- **WHAT TO PRODUCE**
Copy out all the records, word for word.

- **Named object pointing entries**
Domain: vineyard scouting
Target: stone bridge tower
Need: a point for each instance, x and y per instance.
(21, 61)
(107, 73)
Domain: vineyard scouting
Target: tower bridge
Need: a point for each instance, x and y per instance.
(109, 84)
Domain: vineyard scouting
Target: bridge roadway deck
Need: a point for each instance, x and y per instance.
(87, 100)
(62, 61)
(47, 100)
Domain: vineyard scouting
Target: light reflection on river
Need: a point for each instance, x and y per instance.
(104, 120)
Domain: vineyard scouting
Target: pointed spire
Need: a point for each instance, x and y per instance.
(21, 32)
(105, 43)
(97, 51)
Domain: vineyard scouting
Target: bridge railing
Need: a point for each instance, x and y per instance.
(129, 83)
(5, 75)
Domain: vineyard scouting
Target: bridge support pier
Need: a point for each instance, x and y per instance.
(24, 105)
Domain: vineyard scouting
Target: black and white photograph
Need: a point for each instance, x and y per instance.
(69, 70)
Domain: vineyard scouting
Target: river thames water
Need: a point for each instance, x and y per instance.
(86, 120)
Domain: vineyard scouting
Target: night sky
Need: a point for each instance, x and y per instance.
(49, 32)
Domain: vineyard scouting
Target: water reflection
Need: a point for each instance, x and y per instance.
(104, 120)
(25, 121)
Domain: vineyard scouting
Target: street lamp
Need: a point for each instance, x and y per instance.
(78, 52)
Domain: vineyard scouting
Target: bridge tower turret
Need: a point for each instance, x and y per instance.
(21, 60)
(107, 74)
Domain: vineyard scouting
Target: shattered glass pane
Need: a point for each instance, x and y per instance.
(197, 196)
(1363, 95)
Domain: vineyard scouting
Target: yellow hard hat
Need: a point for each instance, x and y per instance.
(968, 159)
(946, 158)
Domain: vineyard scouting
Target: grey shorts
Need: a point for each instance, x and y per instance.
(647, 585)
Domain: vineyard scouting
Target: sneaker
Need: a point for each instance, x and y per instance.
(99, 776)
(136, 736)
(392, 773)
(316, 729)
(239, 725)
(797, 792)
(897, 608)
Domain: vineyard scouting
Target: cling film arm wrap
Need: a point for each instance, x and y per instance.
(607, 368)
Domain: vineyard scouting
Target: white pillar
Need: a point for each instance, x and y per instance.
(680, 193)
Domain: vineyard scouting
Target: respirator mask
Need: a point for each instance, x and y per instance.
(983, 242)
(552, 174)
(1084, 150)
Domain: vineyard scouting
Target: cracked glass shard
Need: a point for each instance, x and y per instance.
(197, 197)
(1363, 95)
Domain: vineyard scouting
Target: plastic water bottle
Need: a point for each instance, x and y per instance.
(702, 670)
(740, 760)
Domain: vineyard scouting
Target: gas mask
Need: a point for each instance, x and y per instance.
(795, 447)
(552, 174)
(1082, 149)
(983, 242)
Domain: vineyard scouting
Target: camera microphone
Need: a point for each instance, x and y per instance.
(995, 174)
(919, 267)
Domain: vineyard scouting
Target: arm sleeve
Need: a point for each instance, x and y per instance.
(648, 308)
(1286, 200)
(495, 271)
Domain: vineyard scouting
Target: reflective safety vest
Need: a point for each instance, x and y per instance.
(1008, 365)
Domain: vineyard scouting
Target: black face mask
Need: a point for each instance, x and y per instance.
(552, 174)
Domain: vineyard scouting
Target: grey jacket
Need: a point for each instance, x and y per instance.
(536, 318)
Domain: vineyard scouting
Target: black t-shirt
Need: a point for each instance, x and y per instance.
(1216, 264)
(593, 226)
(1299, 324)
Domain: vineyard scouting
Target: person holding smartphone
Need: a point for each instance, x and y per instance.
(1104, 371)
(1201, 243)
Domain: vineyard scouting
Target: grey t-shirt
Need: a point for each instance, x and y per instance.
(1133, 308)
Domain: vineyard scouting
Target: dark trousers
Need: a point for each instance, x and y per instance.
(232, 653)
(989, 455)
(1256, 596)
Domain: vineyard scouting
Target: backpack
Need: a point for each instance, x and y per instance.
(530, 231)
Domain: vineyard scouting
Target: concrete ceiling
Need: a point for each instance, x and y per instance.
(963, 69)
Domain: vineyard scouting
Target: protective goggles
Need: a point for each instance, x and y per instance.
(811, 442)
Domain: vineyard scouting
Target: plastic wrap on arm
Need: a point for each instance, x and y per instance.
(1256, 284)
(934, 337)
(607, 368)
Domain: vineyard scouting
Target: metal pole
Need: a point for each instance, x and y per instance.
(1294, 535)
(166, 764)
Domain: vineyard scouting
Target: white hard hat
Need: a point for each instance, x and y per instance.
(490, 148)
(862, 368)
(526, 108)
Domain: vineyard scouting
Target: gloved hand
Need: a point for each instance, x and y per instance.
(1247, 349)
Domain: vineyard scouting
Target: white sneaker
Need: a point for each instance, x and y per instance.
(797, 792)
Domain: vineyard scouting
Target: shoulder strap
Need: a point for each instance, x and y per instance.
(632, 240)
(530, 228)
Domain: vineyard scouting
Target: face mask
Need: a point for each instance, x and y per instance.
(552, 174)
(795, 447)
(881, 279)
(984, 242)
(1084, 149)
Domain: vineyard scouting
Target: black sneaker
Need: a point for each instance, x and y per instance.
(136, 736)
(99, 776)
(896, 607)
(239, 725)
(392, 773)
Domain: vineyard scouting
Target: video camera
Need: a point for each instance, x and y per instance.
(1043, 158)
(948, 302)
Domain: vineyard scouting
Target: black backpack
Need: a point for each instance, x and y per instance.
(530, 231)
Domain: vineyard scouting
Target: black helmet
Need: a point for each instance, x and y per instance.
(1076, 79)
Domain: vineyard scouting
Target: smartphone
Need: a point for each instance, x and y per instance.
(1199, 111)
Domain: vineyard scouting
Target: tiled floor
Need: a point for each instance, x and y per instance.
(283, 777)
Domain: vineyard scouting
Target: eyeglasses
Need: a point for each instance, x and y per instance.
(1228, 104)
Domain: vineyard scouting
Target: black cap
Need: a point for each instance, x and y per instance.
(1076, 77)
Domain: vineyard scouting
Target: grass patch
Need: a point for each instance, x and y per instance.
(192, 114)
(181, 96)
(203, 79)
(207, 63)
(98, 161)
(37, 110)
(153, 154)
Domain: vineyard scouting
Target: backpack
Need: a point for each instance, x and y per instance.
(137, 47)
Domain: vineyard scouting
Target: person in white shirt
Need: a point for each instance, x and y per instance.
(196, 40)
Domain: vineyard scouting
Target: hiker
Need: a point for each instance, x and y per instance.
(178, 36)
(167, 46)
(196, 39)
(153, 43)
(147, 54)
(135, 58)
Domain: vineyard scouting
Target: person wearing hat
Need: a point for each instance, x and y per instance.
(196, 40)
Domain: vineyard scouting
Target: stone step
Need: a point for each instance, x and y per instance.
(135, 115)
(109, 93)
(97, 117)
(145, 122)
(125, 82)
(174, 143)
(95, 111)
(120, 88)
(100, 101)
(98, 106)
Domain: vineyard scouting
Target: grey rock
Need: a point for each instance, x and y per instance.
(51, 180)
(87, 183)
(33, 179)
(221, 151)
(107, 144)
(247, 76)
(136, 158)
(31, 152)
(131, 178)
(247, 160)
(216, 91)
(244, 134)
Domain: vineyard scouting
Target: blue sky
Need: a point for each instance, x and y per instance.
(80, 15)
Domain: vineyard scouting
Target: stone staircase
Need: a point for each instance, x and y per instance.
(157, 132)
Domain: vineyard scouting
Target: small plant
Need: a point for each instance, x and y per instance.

- **RESULT**
Domain: vineyard scouting
Target: stone bridge tower
Need: a point for each instance, x and y per instance.
(21, 61)
(107, 73)
Domain: vineyard scouting
Target: tower bridge
Need: a point for each instance, x and y per instance.
(109, 84)
Domain: vineyard scouting
Target: bridge roadway deck
Need: a point for each instance, x and y per instance.
(87, 100)
(62, 61)
(47, 100)
Domain: vineyard scouting
Target: light reflection on river
Need: a point for each instance, x and y per instance.
(104, 120)
Domain: vineyard scouting
Target: pointed spire
Need: a point for each instance, x and y per instance.
(21, 32)
(105, 43)
(97, 51)
Domain: vineyard scouting
Target: bridge railing
Need: a point for each instance, x and y per instance.
(129, 83)
(5, 75)
Domain: vineyard scouting
Target: bridge support pier
Need: a point for each instance, x and y per instance.
(24, 105)
Domain: vineyard scouting
Target: black and white photograph
Need: a point for each instance, x and y per instance.
(69, 70)
Domain: vineyard scouting
Target: river thames water
Need: a point for each instance, x and y per instance.
(86, 120)
Domain: vineyard scouting
Target: night sky
Need: a point for each instance, x and y per instance.
(49, 32)
Domain: vineyard scouting
Target: water reflection
Need: a point for each instance, x and y per instance.
(104, 120)
(25, 121)
Domain: vineyard scouting
Target: street lamp
Need: a point for each instance, x and y per instance.
(78, 52)
Domain: vineyard scouting
Target: bridge tower turret
Need: a point for each instance, x and y per instance.
(21, 60)
(107, 74)
Domain: vineyard scouting
Target: shattered glass pane
Need: a point for each instance, x and y per instance.
(197, 196)
(1363, 95)
Domain: vineyard scouting
Target: yellow hard hat
Need: a point for each instance, x and y per instance.
(968, 159)
(946, 158)
Domain: vineyard scouting
Target: grey shorts
Need: a point for each instance, x and y per instance.
(647, 585)
Domain: vineyard scouting
Target: sneaker
Need: a point for each instance, x and y per instance.
(99, 776)
(136, 736)
(392, 773)
(316, 729)
(239, 725)
(797, 792)
(897, 608)
Domain: vineyard scouting
Target: cling film arm wrap
Need: a point for each instance, x and y per instance.
(607, 368)
Domain: vineyard scouting
Target: white pillar
Need: a point for each instance, x and y per instance.
(680, 193)
Domain: vineyard scouting
Target: respirator mask
Need: a point for each instance, x and y per instance.
(983, 242)
(552, 174)
(1084, 150)
Domain: vineyard scouting
Target: cracked glass shard
Need: a point for each instance, x and y per instance.
(197, 197)
(1363, 95)
Domain: vineyard scouting
Target: plastic water bottle
Need: a point for each instance, x and y per instance.
(702, 670)
(740, 760)
Domain: vineyard scouting
Target: gas mask
Need: a point for each instance, x and y per instance.
(795, 447)
(552, 174)
(1082, 149)
(983, 242)
Domain: vineyard scouting
Target: camera microphone
Need: a point for each instance, x and y per instance.
(995, 174)
(919, 267)
Domain: vineyard scouting
Target: arm sleeve
Need: a point for each instance, x and y per instance.
(648, 308)
(1286, 200)
(495, 271)
Domain: vineyard scouting
Target: reflective safety vest
Need: a point for each instance, x and y per instance.
(1008, 365)
Domain: vineyard scouting
Target: black face mask
Need: a point for each instance, x and y per instance.
(552, 174)
Domain: vineyard scouting
Target: grey jacket
Need: a point for each instance, x and y per instance.
(536, 318)
Domain: vineyard scouting
Target: black t-shirt
Need: a point for each instance, x and y per instance.
(1216, 264)
(593, 226)
(1299, 324)
Domain: vineyard scouting
Target: person holding smartphone
Need: a point for each instance, x and y per instance.
(1104, 371)
(1201, 243)
Domain: vineyard scouting
Target: grey t-shirt
Need: a point for each instance, x and y per instance.
(1133, 308)
Domain: vineyard scouting
Target: dark trousers
Need: a point for each instance, x and y per instance.
(232, 653)
(989, 455)
(1256, 596)
Domain: vineyard scouting
Target: backpack
Need: a point for each instance, x and y per instance.
(530, 231)
Domain: vineyard scouting
Target: concrete ceiling
Need: a point for each instance, x and y per instance.
(963, 69)
Domain: vineyard scouting
Target: protective goggles
Need: a point for each instance, x and y per instance.
(811, 442)
Domain: vineyard scouting
Target: plastic wrap on arm
Need: a point for each instance, x and y per instance.
(1256, 284)
(934, 337)
(607, 368)
Domain: vineyard scouting
Target: metal pole
Need: a point for each instance, x and y per instance.
(1294, 535)
(166, 764)
Domain: vineyard scouting
Target: white hard hat
Need: a point for each instance, x and y per instance.
(490, 148)
(862, 368)
(526, 108)
Domain: vineyard scouting
Target: gloved hand
Need: a point for each instance, x and y per instance.
(1247, 349)
Domain: vineyard scouting
Target: white sneaker
Need: a point for each instance, x and y per instance.
(797, 792)
Domain: vineyard scouting
Target: shoulder strap
Need: a point for each instance, x and y per instance.
(632, 240)
(530, 228)
Domain: vineyard scouting
Target: face mask
Need: a point for each instance, x and y per instance.
(552, 174)
(795, 447)
(881, 279)
(984, 242)
(1084, 149)
Domain: vineyard scouting
Target: black sneaker
Need: a point for each instance, x and y per instance.
(136, 736)
(99, 776)
(896, 607)
(239, 725)
(392, 773)
Domain: vineyard scouting
Target: video camera
Need: a point for each instance, x and y per instance.
(1043, 158)
(948, 302)
Domain: vineyard scouting
Target: black backpack
Need: a point for each instance, x and y per instance.
(530, 231)
Domain: vineyard scouting
Target: black helmet
Need: a point for each instance, x and y per instance.
(1076, 79)
Domain: vineyard scouting
Target: smartphone
Need: a point for each instance, x and y per instance.
(1199, 111)
Domain: vineyard scouting
Target: tiled floor
Need: a point for each instance, x and y per instance.
(283, 777)
Domain: vineyard scouting
Target: eyeglasses
Need: a point for each instance, x and y per instance.
(1228, 104)
Domain: vineyard scouting
Target: black cap
Need: a point for each instance, x and y per instance.
(1076, 77)
Domain: vineyard scouting
Target: grass patch
Need: a point for each instance, x and y per instance.
(192, 114)
(181, 96)
(203, 79)
(207, 63)
(98, 161)
(37, 110)
(153, 154)
Domain: vineyard scouting
Target: backpack
Need: a point for each instance, x and y per instance.
(137, 47)
Domain: vineyard scouting
Target: person in white shirt
Need: a point for each instance, x and y per instance.
(196, 40)
Domain: vineyard scouting
Target: hiker
Need: a point for each instance, x and y per instance.
(178, 36)
(167, 46)
(196, 39)
(153, 43)
(147, 54)
(135, 58)
Domain: vineyard scouting
Target: person wearing hat
Need: a point for each instance, x and y per instance.
(196, 40)
Domain: vineyard scouting
Target: stone step
Need: a point for each instance, x and y per instance.
(135, 115)
(109, 93)
(97, 117)
(145, 122)
(125, 82)
(174, 143)
(95, 111)
(120, 88)
(100, 101)
(98, 106)
Domain: vineyard scouting
Target: grey rock
Need: a point for each instance, x and y per instance.
(51, 180)
(87, 183)
(33, 179)
(221, 151)
(107, 144)
(247, 76)
(136, 158)
(31, 152)
(131, 178)
(247, 160)
(216, 91)
(244, 134)
Domain: vineyard scouting
Target: blue sky
Need: a point for each instance, x and y per instance.
(80, 15)
Domain: vineyard scouting
Target: stone staircase
Need: a point for each instance, x and y per instance.
(157, 132)
Domain: vineyard scouting
Target: small plant
Need: a point for each instance, x and y per instance.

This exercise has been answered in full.